Point-per-instance localization data:
-- Opening Marker --

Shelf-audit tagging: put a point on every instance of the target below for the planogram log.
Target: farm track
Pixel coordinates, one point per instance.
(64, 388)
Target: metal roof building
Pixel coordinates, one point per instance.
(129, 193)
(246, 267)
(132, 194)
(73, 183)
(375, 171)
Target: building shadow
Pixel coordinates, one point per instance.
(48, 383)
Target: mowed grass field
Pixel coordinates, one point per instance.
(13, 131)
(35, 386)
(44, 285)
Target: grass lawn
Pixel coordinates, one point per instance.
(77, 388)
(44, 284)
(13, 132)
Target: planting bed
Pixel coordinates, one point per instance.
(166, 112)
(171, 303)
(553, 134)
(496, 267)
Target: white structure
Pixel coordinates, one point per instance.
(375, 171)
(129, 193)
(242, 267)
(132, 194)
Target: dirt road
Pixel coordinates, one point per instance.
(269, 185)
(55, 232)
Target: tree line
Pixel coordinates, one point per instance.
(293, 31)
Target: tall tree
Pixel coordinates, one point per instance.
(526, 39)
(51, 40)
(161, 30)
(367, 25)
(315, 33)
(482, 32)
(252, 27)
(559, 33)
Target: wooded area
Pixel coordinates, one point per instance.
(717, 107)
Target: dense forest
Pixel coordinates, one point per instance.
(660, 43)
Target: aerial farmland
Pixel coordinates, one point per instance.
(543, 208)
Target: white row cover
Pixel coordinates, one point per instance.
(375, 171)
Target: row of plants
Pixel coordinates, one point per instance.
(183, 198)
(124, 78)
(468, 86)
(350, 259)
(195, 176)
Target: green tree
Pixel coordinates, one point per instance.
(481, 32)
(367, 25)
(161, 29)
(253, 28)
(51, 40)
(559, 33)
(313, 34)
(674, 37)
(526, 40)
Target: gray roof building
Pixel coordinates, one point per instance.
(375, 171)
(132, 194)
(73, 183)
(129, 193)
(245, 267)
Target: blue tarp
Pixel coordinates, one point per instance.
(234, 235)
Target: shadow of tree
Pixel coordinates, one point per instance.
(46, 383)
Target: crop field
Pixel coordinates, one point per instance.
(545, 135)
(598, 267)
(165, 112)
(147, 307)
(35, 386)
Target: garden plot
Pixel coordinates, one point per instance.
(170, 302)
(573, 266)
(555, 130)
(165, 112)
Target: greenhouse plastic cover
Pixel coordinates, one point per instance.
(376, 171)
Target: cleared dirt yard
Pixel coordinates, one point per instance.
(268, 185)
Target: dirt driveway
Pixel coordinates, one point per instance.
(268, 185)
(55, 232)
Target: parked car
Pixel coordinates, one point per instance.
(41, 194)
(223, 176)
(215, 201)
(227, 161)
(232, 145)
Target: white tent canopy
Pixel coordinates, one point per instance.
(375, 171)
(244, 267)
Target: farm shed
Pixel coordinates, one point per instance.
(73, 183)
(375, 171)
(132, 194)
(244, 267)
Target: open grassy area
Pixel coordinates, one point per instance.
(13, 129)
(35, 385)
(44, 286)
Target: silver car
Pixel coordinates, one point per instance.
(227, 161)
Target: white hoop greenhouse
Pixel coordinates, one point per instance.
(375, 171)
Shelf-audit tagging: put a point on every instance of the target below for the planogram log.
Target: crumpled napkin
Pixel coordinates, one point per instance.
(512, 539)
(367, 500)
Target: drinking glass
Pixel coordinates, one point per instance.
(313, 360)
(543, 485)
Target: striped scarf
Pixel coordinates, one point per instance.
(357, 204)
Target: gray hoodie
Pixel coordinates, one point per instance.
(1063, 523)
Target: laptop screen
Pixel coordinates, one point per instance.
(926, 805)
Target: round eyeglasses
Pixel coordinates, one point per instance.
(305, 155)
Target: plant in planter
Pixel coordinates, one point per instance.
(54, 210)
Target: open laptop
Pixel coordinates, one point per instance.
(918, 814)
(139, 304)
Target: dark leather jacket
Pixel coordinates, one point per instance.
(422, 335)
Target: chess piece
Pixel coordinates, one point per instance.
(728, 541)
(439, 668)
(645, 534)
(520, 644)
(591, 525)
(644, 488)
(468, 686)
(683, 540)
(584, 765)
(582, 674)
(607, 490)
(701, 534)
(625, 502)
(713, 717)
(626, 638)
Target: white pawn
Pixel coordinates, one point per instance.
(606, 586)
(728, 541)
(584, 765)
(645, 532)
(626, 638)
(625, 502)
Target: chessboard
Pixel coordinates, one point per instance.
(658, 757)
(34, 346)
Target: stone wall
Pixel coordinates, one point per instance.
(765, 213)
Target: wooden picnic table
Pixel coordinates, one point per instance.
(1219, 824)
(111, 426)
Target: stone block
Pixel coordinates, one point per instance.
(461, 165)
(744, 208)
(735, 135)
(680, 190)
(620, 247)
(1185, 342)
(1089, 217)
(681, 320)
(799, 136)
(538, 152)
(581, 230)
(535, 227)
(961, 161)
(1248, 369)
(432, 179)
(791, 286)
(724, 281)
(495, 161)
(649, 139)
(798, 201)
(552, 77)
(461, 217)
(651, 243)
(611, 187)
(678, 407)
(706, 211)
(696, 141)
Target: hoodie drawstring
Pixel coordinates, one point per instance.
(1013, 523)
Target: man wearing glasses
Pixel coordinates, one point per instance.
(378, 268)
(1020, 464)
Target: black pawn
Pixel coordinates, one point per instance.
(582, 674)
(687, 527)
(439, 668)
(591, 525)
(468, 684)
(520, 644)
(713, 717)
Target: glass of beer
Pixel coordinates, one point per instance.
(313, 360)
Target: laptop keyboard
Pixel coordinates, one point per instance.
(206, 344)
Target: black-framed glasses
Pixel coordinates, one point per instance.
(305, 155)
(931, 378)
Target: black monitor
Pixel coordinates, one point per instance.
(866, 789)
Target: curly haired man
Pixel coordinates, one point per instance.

-- Closing Marker --

WHAT YOU ARE ASKED TO DO.
Your reply should match the data above exactly, line for line.

OUTPUT.
Shelf-audit tagging: put a point on every instance of the target below for the planogram log.
Target: farm track
Pixel coordinates, one point per instance.
(64, 388)
Target: metal roof building
Pixel coordinates, one point per instance.
(129, 193)
(246, 267)
(132, 194)
(73, 183)
(375, 171)
Target: building shadow
Pixel coordinates, one point per instance.
(48, 383)
Target: mowed grass field
Pixel coordinates, one point per instance.
(13, 131)
(35, 386)
(44, 285)
Target: grass lawn
Pixel coordinates, one point per instance.
(77, 388)
(44, 284)
(13, 132)
Target: planting bed
Pixel coordinates, one point per instance.
(166, 112)
(171, 303)
(553, 134)
(496, 267)
Target: white structure
Pixel coordinates, one point per instance.
(375, 171)
(129, 193)
(242, 267)
(132, 194)
Target: dirt road
Pixel coordinates, one point per instance.
(269, 185)
(55, 232)
Target: tree line
Pixel coordinates, one point per instance.
(293, 31)
Target: tall tree
Pixel coordinates, one point per instance.
(526, 39)
(51, 40)
(161, 30)
(367, 25)
(315, 33)
(482, 32)
(252, 27)
(559, 33)
Target: wooded area
Pixel coordinates, one point per instance.
(717, 107)
Target: dense forest
Pixel coordinates, one point per instance.
(660, 43)
Target: aerial farmland
Pixel coordinates, one point per instance.
(543, 208)
Target: white row cover
Pixel coordinates, one point per instance.
(375, 171)
Target: row of plants
Pixel coordinates, one point per instance.
(183, 198)
(124, 78)
(468, 86)
(350, 259)
(195, 176)
Target: green tree
Pixel coordinates, one point per instance.
(481, 32)
(367, 25)
(161, 29)
(253, 28)
(51, 40)
(559, 33)
(313, 34)
(674, 37)
(526, 40)
Target: gray roof building
Pixel coordinates, one point per instance.
(375, 171)
(132, 194)
(73, 183)
(129, 193)
(245, 267)
Target: blue tarp
Pixel coordinates, one point per instance.
(234, 235)
Target: shadow of tree
Pixel coordinates, one point per instance.
(46, 383)
Target: crop field
Pixel coordinates, one point per instance.
(545, 135)
(598, 267)
(165, 112)
(147, 307)
(35, 386)
Target: garden plot
Pixel coordinates, one point per instance.
(170, 302)
(573, 266)
(555, 130)
(165, 112)
Target: greenhouse plastic cover
Pixel coordinates, one point per instance.
(376, 171)
Target: cleared dirt yard
Pixel coordinates, one point per instance.
(268, 185)
Target: dirt driveway
Pixel coordinates, one point per instance.
(268, 185)
(55, 232)
Target: parked car
Pixel coordinates, one point per instance.
(41, 194)
(223, 176)
(215, 201)
(227, 161)
(232, 145)
Target: white tent canopy
Pixel coordinates, one point per instance.
(375, 171)
(244, 267)
Target: farm shed
Pixel coordinates, one point per instance.
(73, 183)
(375, 171)
(132, 194)
(244, 267)
Target: open grassy area
Pixel coordinates, one point per instance.
(13, 129)
(35, 385)
(44, 286)
Target: silver car
Pixel coordinates, one point per instance.
(227, 161)
Target: white hoop greenhouse
Pixel coordinates, one point per instance.
(375, 171)
Shelf-audit tagging: put a point on every instance of the target below for the planogram log.
Target: crumpled napkin
Pixel coordinates, one point per instance.
(512, 539)
(367, 500)
Target: drinking glass
Pixel coordinates, one point per instance.
(313, 360)
(543, 485)
Target: striped scarf
Pixel coordinates, one point per instance.
(357, 204)
Target: gray hoodie
Pixel coordinates, one point per instance.
(1063, 523)
Target: laptop screen
Pixel coordinates, one point per instance.
(926, 805)
Target: round eyeglasses
Pixel coordinates, one point per instance.
(305, 155)
Target: plant in planter
Pixel coordinates, one point per instance.
(54, 210)
Target: open laptop
Pixel coordinates, one point per instance.
(918, 814)
(139, 304)
Target: dark leather jacket
Pixel coordinates, one point per instance.
(422, 335)
Target: chess piece
Pixel coordinates, one point per instance.
(728, 541)
(439, 668)
(645, 534)
(520, 644)
(591, 525)
(644, 488)
(468, 686)
(683, 540)
(584, 765)
(582, 674)
(607, 490)
(701, 534)
(625, 502)
(713, 717)
(626, 638)
Target: white pawn
Pixel coordinates, one point per instance.
(606, 586)
(728, 541)
(584, 765)
(645, 532)
(626, 638)
(625, 502)
Target: chessboard
Pixel coordinates, one point per instance.
(658, 757)
(34, 346)
Target: stone wall
Pixel coordinates, one point per instance.
(765, 213)
Target: wooden picnic table
Pixel coordinates, one point per instance.
(1219, 824)
(111, 426)
Target: stone block
Pixel coordinates, one point per instance.
(461, 165)
(744, 208)
(735, 135)
(680, 190)
(620, 247)
(1185, 342)
(1089, 217)
(681, 320)
(799, 136)
(538, 152)
(581, 230)
(535, 227)
(961, 161)
(1248, 369)
(432, 179)
(791, 286)
(724, 281)
(495, 161)
(649, 139)
(798, 201)
(552, 77)
(461, 217)
(651, 243)
(611, 187)
(678, 407)
(706, 211)
(696, 141)
Target: hoodie drawstring
Pixel coordinates, one point per instance.
(1013, 523)
Target: man wearing glasses
Pixel coordinates, one point per instance.
(378, 268)
(1020, 464)
Target: black pawn
Pixel coordinates, one point per instance.
(582, 674)
(687, 527)
(439, 668)
(591, 525)
(468, 684)
(520, 644)
(713, 717)
Target: glass of beer
Pixel coordinates, one point per instance.
(313, 360)
Target: laptop keyboard
Pixel coordinates, one point per instance.
(206, 344)
Target: black-framed glasses
Pixel coordinates, one point per instance.
(305, 155)
(931, 378)
Target: black monitor
Pixel coordinates, one point per instance.
(866, 789)
Target: curly haired man
Pixel coordinates, one point per instance.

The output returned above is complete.